- Goal A -
Using the passage on the G-STA data set, answer the following:
(i) How many realisations were generated for each relocated record?
(ii) Which three records lack declination data?
(iii) What fixed declination values were assigned for the reverse and normal polarity chron periods?
- Goal B -
Extend the passage on the G-STA data set past its final sentence.

--- Start of Source ---

The G-STA (stack) data set is constructed by regional stacking of the 38 GGFMB records in nine regions, so that each region is represented by only one representative record in the modelling. Declination, inclination, and intensity data were compiled for nine regions that include at least two sediment records (as specified in G-ALI). All directional and intensity data from the same region were relocated by virtual geomagnetic pole (Noel and Batt, 1990) and virtual axial dipole moment (Creer et al., 1983), respectively, to the geographic coordinates of the master record for this region in order to mitigate the influence of latitude. Using the bootstrapping technique described in Mahgoub et al. (2023a), 5,000 realisations were generated for each of the relocated records. The individual components of these realisations undergo a smoothing spline fit, from which an average fit is derived and generated every 500 years. This average represents the regional stack. The nine regional stacks are shown in the Supplementary Figures S10–S18. In order to carry out the relocation procedure, it is necessary to have both declination and inclination data available simultaneously. However, this requirement is not met for three records (U1304, PC20, SO202-1; See Supplementary Material S1.2; Supplementary Table S1) where declination is not available. In these cases, the declination data were assigned fixed values of 0° and 180° throughout the reverse and normal polarity chron periods, respectively. It should be noted that relocation methods are based on the assumption of a dipolar field configuration, which is not applicable during periods of a magnetic field reversal, but with the rather small relocation distances, the influence of this false assumption is small compared to other uncertainties. G-STA additionally includes the four individual records as G-ALI. Note that TS of the individual records were not aligned prior to establishing regional stacks, but we kept the individual age data as used for GGFMB.

--- End of Source ---
--- Start of Given information ---

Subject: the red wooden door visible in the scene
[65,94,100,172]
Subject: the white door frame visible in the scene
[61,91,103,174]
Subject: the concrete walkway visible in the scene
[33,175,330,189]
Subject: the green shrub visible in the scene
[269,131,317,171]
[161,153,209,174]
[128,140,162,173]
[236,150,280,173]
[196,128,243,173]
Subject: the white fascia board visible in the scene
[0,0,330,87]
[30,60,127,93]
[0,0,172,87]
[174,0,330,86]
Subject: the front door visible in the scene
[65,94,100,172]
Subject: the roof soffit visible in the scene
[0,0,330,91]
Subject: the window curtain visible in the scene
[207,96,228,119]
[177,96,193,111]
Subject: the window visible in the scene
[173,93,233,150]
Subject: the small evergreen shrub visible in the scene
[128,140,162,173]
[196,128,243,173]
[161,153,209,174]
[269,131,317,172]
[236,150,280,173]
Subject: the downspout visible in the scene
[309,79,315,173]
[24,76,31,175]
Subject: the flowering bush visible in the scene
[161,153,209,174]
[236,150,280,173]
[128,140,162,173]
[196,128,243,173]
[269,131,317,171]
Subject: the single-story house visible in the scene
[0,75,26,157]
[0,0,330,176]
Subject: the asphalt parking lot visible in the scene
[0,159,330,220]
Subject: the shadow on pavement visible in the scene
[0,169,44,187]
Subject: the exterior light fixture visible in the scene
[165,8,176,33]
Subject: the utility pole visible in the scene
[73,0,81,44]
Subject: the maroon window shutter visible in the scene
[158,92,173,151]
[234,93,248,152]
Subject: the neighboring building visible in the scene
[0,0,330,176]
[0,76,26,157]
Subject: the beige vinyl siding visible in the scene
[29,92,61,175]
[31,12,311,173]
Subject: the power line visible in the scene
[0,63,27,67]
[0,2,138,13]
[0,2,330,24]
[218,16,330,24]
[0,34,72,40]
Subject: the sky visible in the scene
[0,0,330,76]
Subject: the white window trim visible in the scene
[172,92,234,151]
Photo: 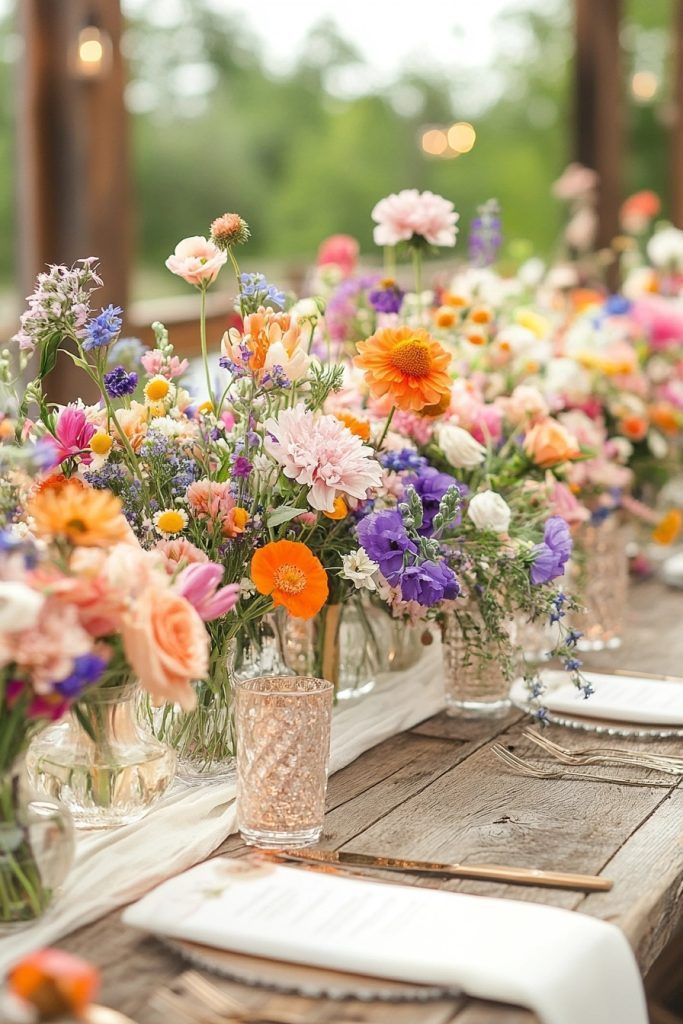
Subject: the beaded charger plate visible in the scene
[163,938,463,1002]
[510,670,683,740]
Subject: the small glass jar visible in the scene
[236,676,334,847]
[0,762,74,935]
[27,683,175,828]
[442,604,511,718]
[571,513,629,651]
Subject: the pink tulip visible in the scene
[45,406,96,466]
[175,562,240,623]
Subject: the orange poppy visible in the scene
[353,327,451,413]
[27,479,130,548]
[251,541,330,618]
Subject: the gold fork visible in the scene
[522,728,683,775]
[490,743,672,790]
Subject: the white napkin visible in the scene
[0,643,444,978]
[512,672,683,726]
[124,858,647,1024]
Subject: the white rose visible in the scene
[0,580,45,633]
[438,423,486,469]
[467,490,512,534]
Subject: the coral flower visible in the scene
[27,480,130,548]
[251,541,329,618]
[353,327,451,413]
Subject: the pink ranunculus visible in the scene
[372,188,460,246]
[317,234,359,278]
[122,586,209,711]
[166,234,227,288]
[173,562,240,623]
[45,406,96,466]
[265,404,382,512]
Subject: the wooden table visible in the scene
[60,583,683,1024]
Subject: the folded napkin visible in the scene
[512,672,683,726]
[0,643,443,978]
[124,858,647,1024]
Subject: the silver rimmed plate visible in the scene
[163,938,463,1002]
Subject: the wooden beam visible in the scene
[671,0,683,227]
[574,0,624,247]
[17,0,131,400]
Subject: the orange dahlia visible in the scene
[353,327,451,413]
[27,479,130,548]
[251,541,329,618]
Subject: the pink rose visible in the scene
[122,587,209,711]
[166,234,227,288]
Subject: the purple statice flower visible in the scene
[397,560,460,608]
[83,303,123,352]
[405,466,467,537]
[469,199,503,266]
[380,449,427,473]
[54,654,106,700]
[368,278,404,313]
[104,367,137,398]
[356,509,418,583]
[529,515,572,586]
[12,256,102,352]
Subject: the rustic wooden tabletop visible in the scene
[59,583,683,1024]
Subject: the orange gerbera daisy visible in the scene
[353,327,451,413]
[251,541,329,618]
[27,480,130,548]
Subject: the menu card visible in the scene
[512,672,683,727]
[124,858,647,1024]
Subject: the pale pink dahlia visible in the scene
[265,406,382,512]
[372,188,460,246]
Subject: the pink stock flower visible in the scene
[317,234,359,278]
[174,562,240,623]
[372,188,460,246]
[45,406,96,466]
[166,234,227,288]
[265,404,382,512]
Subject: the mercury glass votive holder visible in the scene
[234,676,334,847]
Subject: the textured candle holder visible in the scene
[236,676,334,847]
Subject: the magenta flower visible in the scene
[175,562,240,623]
[45,406,96,466]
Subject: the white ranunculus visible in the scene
[438,423,486,469]
[467,490,512,534]
[0,580,45,633]
[647,227,683,270]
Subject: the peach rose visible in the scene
[122,587,209,711]
[166,234,227,288]
[523,418,581,469]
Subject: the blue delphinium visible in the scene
[104,367,137,398]
[83,304,123,352]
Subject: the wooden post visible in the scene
[574,0,624,247]
[17,0,130,401]
[671,0,683,227]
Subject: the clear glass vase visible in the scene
[571,514,629,651]
[442,605,510,718]
[0,762,74,934]
[27,683,175,828]
[283,598,391,700]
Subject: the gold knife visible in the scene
[258,850,612,893]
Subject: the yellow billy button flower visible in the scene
[323,497,348,519]
[90,430,114,455]
[154,509,187,537]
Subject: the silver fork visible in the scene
[490,743,672,790]
[522,729,683,775]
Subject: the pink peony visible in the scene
[265,404,382,512]
[45,406,96,466]
[317,234,359,278]
[166,234,227,288]
[372,188,460,246]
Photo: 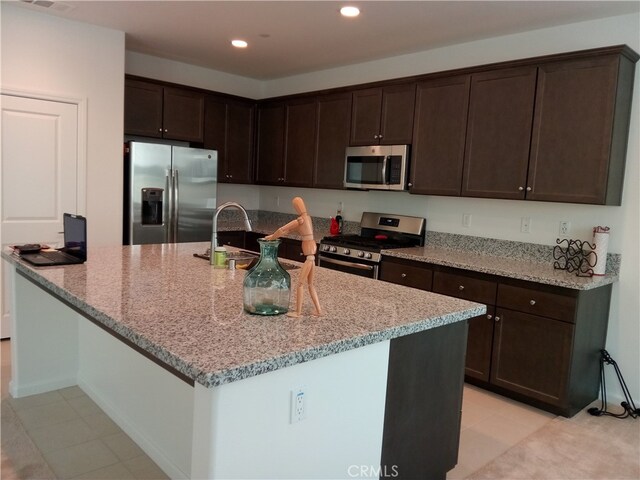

--- End of Given information ---

- Expected output A -
(i) 5,000
(ii) U1304, PC20 and SO202-1
(iii) 0° for reverse polarity chron periods and 180° for normal polarity chron periods

- Expected output B -
As can be seen in Figure 1, records of GGFMB are concentrated spatially on the Northern hemisphere, mainly in the regions of North Atlantic, Western Equatorial Pacific, and North Pacific. As an alternative to regional stacking, we also included a data set, G-SEL, where one representative record is chosen from each of the well covered regions. The records, selected for good quality, are identical to the master records of G-ALI and re-locations centers of G-STA. Only when the selected master record does not cover the entire time of interest or lacks complete vector information, we expanded it by a nearby high quality record. For example, this was done in the Mediterranean region, where the G-ALI reference record, HS (Sagnotti et al., 2014; Sagnotti et al., 2016), only encompasses a time period of 13 kyrs (780–793 ka). For the period before and after, we used the longest (though lowest resolution) record LC07 (Dinarès-Turell et al., 2002), as noted in Supplementary Table S1. The G-SEL data set consists of 16 records without any TS alignment.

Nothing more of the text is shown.